#### WHAT THE EXERCISE ASKS
Retype word for word the stretch of the passage on pornography addiction, below, from "Escalation. As with" through "sado-masochism and violence.".

Loss of intimacy in relationships. As the porn or sex addict immerses himself or herself in this material, he or she receives false messages about other people. Contrary to the myths of porn, the lives of healthy people do not revolve around sex. Sex is an important part of life, but it is auxiliary to families, to careers and to spirituality. The sex addict loses his or her perspective about sex as a subset of intimacy.
Tendency to act out. It is clear from the clinical research that extended exposure to pornography tends to lead an addict to act out sexually. What is kept and nurtured in the mind tends to eventually be acted out in life. Acting out can range from more porn to masturbation to introducing sex acts from porn into your marriage relationship to having an affair.
Escalation. As with any addiction, what used to satisfy the user no longer brings him or her the rush they experienced before. The desire for the same rush tends to lead to escalation. An addiction to soft-core leads to hard-core, and hard-core to real life experience in strip clubs or with prostitutes, or with a co-worker or friend. The addiction can also move into harder core porn such as bestiality, sado-masochism and violence.
The Messages Sent. An addiction to porn sends some very hard messages to our spouses. "Wasn't I good enough for you?" is a common feeling among addicts' spouses. "I feel so lonely and betrayed" is a response to the loss of intimacy and the violation of trust. Many spouses feel that sex addiction is as much a violation as an affair would be.

#### EXTRACTED RECORDS
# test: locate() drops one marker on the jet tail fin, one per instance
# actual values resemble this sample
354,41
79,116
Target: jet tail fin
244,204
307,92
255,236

#### RESULT FOR THIS EXERCISE
Escalation. As with any addiction, what used to satisfy the user no longer brings him or her the rush they experienced before. The desire for the same rush tends to lead to escalation. An addiction to soft-core leads to hard-core, and hard-core to real life experience in strip clubs or with prostitutes, or with a co-worker or friend. The addiction can also move into harder core porn such as bestiality, sado-masochism and violence.